▸ EXERCISE PASSAGE:
........
By: Jake Stofan | Capitol News Service
April 16, 2020
TALLAHASSEE, Fla. (CNS) — A new Florida law is being invoked in an attempt to block voters from voting on legalizing recreational marijuana on the 2022 ballot.
Ultimately, it will be up to the Florida Supreme Court to decide.
A new law, signed by Governor Ron DeSantis just over a week ago, is already being used to thwart an effort to legalize recreational marijuana.
The Florida Senate recommended the State Supreme Court consider the new law when it decides whether to let the amendment go to the ballot.
“There are a whole range of new requirements,” said Jeff Sharkey with the Medical Marijuana Business Association of Florida.
Previously, the Supreme Court could only strike down a ballot initiative for confusing or misleading voters or containing more than one subject, but the new law will also require the Supreme Court to consider if proposed amendments violate the U.S. Constitution.
Florida’s Attorney General and other opponents have argued the amendment doesn’t inform voters that the federal marijuana prohibition would still be in effect.
That same fact could raise constitutional issues as well.
........
▸ EXERCISE REQUIREMENTS:
- 1) In the article on Florida's recreational marijuana ballot effort, who signed the new law being invoked against it?
- 2) Write the next few sentences of the news article on the Florida marijuana ballot amendment, starting after its final line.

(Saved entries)
........
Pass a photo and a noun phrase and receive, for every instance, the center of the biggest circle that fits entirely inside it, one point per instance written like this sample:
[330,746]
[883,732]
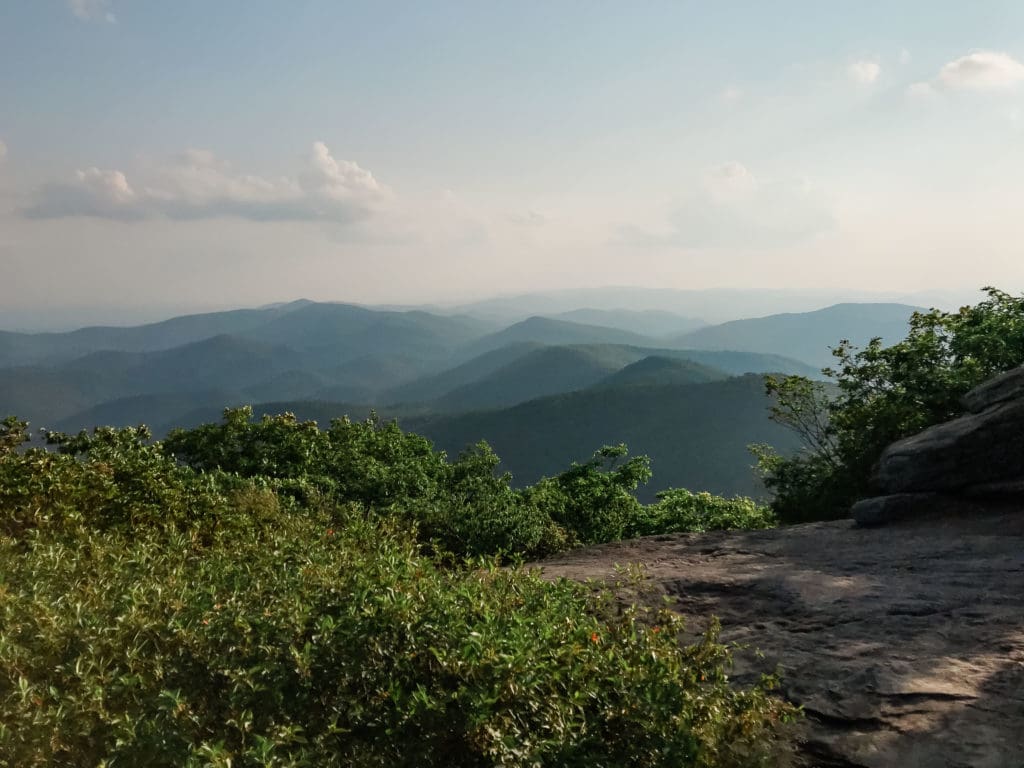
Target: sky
[188,154]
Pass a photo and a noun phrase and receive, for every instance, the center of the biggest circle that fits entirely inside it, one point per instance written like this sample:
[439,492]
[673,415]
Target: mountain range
[544,390]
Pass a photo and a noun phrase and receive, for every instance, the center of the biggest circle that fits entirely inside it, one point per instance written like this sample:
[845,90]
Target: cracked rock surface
[904,644]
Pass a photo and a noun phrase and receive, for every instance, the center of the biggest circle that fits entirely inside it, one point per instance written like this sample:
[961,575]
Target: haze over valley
[544,390]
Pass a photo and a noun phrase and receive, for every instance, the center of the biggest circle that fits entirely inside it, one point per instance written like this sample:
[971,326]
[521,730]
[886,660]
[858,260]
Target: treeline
[881,394]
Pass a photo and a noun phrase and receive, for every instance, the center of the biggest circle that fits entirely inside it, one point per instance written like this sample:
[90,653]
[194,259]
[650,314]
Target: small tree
[884,393]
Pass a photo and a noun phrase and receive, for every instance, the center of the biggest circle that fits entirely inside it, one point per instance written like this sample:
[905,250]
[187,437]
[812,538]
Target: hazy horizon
[709,305]
[163,159]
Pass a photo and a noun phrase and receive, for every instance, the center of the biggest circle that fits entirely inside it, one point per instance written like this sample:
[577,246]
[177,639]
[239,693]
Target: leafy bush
[680,510]
[244,627]
[594,502]
[882,394]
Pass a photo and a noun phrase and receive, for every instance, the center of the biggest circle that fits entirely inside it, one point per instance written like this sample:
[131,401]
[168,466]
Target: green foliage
[153,613]
[884,394]
[681,510]
[594,502]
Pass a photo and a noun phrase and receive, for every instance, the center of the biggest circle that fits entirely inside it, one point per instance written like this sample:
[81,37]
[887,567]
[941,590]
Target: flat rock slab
[904,644]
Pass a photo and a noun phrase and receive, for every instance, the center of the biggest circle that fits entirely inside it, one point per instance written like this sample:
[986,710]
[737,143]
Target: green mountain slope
[23,348]
[652,323]
[542,372]
[806,336]
[552,332]
[695,434]
[432,387]
[662,371]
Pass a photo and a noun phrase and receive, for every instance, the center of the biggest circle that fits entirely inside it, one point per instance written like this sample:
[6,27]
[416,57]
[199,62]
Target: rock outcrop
[979,455]
[904,644]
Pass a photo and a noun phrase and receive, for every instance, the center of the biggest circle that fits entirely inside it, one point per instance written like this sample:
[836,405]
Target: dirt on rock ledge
[903,644]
........
▸ ANSWERS PER TASK:
- 1) Governor Ron DeSantis

- 2)
“You can make that argument, but again if you look back at 2016, the medical marijuana ballot initiative, this issue was never brought up and multiple states, more than 40 states across the United States have either a medical or an adult use recreational initiative. So I think that argument is a little weak,” said Sharkey.
Even if the Supreme Court does allow the amendment to go forward, new signature expiration dates and increased costs to count petitions are guaranteed to make it harder for the initiative to reach the ballot.
“For all of these citizen initiatives it’s going to have a chilling effect for sure,” said Sharkey.
Nick Hansen, Chair of the Make it Legal Florida Campaign tells us he expects the campaign will be able to reach the signature goal for the 2022 ballot.
He anticipates it could take as little as a month to reach the threshold following the Supreme Court review.
The Supreme Court is set to hear the case on May 6, in its first ever video conference due to the coronavirus.